For the records that follow, please set down exactly the lines between the one holding "Target: black snow boot" and the one holding "the white snow", inclusive, and only those.

§ **Dataset excerpts**:
□ □ □ □ □

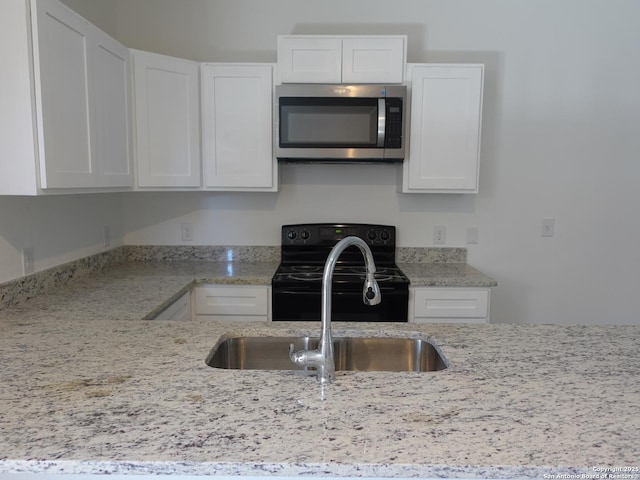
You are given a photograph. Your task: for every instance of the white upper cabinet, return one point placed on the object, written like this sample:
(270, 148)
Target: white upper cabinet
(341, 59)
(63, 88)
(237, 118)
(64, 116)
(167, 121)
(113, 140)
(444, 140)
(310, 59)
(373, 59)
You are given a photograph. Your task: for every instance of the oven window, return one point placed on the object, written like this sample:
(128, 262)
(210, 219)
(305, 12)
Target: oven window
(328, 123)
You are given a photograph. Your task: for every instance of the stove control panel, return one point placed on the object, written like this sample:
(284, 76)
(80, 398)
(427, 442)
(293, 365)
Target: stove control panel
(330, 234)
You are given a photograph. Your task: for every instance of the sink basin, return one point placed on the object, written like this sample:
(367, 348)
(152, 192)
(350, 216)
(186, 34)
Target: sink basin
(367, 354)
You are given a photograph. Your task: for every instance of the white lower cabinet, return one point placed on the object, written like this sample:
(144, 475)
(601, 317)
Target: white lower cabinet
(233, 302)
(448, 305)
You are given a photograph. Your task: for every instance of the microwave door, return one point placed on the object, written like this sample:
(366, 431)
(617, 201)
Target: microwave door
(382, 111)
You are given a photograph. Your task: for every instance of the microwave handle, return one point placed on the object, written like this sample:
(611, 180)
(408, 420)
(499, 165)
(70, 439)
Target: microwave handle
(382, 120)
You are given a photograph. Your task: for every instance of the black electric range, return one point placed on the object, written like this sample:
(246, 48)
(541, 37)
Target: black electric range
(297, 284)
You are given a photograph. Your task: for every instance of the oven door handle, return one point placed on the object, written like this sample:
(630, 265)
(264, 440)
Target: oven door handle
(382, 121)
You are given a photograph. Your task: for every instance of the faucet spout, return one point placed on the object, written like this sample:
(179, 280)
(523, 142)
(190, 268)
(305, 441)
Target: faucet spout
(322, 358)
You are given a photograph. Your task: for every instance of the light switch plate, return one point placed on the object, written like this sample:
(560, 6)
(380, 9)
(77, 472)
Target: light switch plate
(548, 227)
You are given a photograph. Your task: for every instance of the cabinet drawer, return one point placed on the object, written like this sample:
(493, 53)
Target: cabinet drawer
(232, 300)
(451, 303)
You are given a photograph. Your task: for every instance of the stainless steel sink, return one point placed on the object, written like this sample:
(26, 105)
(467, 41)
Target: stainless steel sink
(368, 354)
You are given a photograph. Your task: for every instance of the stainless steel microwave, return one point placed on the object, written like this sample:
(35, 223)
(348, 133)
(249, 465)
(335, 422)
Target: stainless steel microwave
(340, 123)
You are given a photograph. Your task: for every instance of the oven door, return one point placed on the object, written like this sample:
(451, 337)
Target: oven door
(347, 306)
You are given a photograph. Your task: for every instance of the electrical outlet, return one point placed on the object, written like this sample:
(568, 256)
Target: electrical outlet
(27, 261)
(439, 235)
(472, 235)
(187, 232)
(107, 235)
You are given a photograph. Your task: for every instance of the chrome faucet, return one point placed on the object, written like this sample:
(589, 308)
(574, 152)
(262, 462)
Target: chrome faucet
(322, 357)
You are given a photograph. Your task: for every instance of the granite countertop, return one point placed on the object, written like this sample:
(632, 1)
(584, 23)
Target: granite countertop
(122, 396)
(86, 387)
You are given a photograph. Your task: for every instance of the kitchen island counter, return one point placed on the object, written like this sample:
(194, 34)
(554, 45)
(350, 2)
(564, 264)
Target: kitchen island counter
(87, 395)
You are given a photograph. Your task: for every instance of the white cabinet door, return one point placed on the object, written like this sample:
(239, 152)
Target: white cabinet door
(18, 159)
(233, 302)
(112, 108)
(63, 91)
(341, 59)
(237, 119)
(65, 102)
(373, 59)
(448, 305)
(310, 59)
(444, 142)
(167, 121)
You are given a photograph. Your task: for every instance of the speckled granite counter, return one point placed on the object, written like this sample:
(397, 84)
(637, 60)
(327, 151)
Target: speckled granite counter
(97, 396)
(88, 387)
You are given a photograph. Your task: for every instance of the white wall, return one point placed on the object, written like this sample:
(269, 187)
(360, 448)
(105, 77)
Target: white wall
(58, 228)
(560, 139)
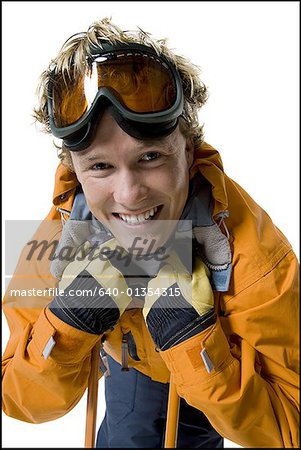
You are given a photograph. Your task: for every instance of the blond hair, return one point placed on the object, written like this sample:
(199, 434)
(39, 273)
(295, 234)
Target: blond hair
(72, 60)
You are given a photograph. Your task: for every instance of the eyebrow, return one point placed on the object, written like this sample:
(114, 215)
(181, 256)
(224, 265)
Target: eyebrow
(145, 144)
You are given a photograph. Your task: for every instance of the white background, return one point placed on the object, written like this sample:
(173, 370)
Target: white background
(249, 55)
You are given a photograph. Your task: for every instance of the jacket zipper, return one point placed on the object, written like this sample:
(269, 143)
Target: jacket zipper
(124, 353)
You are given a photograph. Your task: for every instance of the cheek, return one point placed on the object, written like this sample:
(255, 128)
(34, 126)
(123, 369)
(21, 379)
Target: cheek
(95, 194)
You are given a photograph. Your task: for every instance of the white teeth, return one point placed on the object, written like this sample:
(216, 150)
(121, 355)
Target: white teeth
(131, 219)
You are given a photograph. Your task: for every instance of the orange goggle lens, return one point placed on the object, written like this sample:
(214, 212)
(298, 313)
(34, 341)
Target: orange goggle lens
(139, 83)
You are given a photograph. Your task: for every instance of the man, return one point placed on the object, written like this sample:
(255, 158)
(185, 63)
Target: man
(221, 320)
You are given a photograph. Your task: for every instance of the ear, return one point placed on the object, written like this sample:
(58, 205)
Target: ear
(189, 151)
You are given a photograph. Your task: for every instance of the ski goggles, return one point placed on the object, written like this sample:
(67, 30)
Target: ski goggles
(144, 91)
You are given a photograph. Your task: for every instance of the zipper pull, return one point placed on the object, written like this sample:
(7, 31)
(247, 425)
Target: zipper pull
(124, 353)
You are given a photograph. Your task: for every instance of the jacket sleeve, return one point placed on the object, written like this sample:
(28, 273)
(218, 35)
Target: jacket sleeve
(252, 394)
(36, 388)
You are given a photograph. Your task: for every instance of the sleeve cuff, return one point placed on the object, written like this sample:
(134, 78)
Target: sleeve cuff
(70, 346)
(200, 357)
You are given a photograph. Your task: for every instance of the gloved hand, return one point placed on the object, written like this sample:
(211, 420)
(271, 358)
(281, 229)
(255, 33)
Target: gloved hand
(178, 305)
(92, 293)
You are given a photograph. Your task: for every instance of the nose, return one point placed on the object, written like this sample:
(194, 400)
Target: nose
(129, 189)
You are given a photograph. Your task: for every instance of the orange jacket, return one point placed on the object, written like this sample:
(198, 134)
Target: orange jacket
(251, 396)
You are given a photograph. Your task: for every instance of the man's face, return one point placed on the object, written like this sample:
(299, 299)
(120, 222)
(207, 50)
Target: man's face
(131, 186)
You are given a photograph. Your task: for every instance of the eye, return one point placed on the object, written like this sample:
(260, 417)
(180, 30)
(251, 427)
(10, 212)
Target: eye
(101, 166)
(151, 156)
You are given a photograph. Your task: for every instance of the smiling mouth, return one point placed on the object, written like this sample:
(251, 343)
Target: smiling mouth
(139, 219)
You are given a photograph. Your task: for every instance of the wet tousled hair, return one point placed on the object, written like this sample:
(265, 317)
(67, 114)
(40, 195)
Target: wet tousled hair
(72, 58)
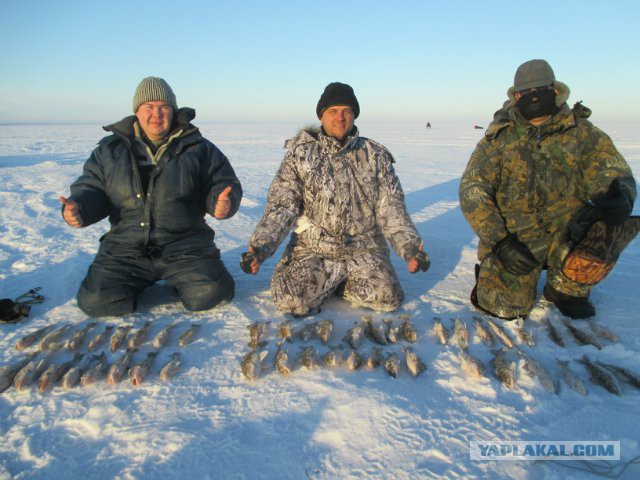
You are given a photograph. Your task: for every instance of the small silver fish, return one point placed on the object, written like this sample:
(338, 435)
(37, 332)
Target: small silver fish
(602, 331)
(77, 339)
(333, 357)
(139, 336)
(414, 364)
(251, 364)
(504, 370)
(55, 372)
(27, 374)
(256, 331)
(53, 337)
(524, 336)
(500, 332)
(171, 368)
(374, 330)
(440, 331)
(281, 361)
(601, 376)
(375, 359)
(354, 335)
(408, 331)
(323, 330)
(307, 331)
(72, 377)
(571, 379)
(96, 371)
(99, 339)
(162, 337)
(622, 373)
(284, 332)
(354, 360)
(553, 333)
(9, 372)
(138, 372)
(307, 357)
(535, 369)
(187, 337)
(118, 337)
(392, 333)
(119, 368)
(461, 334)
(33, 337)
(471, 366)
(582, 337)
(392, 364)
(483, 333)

□ □ □ □ □

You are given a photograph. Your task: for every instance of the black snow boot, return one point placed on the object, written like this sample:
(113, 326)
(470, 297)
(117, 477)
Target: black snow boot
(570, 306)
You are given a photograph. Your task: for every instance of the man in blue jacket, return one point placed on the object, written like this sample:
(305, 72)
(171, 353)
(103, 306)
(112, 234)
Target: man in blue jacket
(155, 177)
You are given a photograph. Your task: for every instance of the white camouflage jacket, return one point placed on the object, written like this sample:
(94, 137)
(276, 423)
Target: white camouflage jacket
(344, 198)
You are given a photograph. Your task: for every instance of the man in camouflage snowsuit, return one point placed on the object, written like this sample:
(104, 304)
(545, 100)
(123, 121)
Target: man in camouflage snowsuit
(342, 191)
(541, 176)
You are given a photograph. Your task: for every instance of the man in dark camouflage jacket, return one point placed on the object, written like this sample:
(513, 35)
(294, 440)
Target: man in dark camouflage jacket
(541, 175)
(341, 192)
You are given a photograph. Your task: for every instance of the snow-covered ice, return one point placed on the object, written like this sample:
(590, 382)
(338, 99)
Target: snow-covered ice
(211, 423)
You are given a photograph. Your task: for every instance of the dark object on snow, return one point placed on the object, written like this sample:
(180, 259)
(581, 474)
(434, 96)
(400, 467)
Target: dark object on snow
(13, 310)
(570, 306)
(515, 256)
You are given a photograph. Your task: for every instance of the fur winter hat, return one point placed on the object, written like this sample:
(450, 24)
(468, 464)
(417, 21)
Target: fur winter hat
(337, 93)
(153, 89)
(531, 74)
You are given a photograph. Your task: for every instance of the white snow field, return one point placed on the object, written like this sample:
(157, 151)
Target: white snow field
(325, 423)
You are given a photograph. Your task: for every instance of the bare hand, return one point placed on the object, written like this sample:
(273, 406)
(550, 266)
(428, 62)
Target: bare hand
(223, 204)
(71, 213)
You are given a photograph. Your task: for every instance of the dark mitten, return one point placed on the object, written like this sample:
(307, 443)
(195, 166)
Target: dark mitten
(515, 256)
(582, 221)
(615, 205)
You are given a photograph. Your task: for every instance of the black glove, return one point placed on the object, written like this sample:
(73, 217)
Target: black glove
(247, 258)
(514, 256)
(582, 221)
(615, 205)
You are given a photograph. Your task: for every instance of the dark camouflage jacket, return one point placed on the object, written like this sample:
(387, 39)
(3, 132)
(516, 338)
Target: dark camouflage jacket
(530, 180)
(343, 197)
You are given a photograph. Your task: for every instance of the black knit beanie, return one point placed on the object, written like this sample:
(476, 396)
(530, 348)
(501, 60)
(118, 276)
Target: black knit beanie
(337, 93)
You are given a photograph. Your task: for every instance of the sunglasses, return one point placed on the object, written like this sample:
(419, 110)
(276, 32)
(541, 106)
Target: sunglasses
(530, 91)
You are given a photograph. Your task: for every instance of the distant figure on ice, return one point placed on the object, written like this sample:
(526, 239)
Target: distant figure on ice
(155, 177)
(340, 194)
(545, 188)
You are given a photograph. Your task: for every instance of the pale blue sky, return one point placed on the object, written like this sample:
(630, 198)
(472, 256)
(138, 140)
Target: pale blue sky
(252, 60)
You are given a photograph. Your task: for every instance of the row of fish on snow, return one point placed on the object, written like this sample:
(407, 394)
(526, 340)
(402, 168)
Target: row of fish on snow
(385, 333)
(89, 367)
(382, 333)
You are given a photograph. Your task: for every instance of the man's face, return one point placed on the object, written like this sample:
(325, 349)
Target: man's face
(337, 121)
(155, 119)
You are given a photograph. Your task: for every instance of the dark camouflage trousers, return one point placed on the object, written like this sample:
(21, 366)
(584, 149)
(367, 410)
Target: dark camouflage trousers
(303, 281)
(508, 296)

□ □ □ □ □

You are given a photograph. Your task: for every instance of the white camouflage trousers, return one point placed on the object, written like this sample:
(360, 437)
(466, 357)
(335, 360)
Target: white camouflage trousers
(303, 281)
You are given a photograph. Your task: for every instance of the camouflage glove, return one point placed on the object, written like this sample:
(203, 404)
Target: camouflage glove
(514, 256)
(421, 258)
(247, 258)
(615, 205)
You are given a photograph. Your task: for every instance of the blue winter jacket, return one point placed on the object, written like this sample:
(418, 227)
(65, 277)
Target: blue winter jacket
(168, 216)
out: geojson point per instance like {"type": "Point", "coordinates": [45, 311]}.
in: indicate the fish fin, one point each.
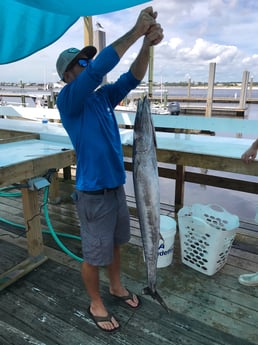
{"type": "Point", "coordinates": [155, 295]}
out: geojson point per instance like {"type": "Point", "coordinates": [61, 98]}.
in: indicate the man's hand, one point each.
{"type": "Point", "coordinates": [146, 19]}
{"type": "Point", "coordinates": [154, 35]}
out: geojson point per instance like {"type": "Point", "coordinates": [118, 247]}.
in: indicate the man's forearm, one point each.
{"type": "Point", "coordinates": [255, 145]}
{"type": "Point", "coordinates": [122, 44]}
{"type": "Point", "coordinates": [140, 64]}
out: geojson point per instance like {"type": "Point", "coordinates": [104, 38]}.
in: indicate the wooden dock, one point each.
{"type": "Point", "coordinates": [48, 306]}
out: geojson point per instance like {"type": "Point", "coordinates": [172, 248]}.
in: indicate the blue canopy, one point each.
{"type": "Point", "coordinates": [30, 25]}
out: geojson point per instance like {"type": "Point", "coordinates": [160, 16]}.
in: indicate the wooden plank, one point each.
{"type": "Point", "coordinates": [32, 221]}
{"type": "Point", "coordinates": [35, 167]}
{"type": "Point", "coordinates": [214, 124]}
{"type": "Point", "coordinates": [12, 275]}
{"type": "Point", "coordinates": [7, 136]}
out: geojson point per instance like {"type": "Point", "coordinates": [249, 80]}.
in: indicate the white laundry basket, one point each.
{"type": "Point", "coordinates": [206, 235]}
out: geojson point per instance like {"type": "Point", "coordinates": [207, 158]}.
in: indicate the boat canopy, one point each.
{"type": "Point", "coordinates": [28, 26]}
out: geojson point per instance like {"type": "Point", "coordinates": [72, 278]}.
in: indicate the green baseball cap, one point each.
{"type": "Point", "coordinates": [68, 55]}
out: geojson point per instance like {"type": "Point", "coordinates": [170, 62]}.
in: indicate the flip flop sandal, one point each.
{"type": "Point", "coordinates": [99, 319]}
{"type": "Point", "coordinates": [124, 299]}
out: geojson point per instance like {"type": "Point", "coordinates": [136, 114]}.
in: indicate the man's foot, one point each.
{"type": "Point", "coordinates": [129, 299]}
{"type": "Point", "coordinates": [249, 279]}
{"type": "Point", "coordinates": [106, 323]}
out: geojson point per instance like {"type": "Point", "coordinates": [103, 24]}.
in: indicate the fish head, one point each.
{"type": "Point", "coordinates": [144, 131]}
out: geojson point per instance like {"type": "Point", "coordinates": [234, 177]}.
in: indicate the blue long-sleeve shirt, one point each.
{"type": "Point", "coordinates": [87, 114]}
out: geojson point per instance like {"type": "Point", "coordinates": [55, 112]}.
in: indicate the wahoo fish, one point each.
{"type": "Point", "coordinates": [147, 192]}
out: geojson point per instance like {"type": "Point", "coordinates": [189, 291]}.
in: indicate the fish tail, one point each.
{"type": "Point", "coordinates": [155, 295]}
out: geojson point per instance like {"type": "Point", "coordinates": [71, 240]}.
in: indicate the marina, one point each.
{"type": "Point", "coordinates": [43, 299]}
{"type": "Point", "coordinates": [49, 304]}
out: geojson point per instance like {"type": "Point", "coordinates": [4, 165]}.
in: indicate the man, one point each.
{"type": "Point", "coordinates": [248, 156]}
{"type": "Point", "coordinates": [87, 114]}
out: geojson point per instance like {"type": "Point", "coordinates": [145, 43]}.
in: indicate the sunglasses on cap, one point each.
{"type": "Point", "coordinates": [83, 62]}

□ □ □ □ □

§ **Result of the exercise**:
Target: black snow boot
(570, 306)
You are given a photograph. Your task: for every instance of the man in blue jacket, return one point placed on the object, written like this sample:
(305, 72)
(171, 353)
(103, 306)
(112, 234)
Target: man in blue jacket
(155, 177)
You are given a photograph. Your task: for every instance of the white camouflage jacket, return one point placed on the object, written like this sample:
(94, 137)
(276, 423)
Target: white camouflage jacket
(344, 198)
You are given a photograph. Your task: for every instance of the man in camouflage snowsuit, return one point placed on the object, written like this sample:
(104, 304)
(545, 100)
(123, 121)
Target: man in camouflage snowsuit
(342, 191)
(541, 176)
You are given a photograph. Your task: for every instance of the man in dark camouflage jacket, return one point placed on the object, written like this sample:
(513, 35)
(294, 440)
Target: man in dark camouflage jacket
(541, 175)
(341, 192)
You are given a photograph. Your task: for every instance of the snow-covered ice, return one point placed on the object, written like this sample:
(590, 382)
(338, 99)
Target: snow-covered ice
(211, 423)
You are given a photograph. Your task: for every instance of the dark object on snow, return one point placed on the object, written like this sample:
(180, 259)
(581, 474)
(434, 96)
(400, 467)
Target: dark object on snow
(13, 310)
(570, 306)
(515, 256)
You are given a photograph. Your task: for every instance of the fur winter hat, return one point placed on the object, written like this sample:
(450, 24)
(468, 464)
(417, 21)
Target: fur winter hat
(337, 93)
(153, 89)
(531, 74)
You are given a photograph. Your task: for every instance of the white snow field, return one point placed on the object, written like this sample:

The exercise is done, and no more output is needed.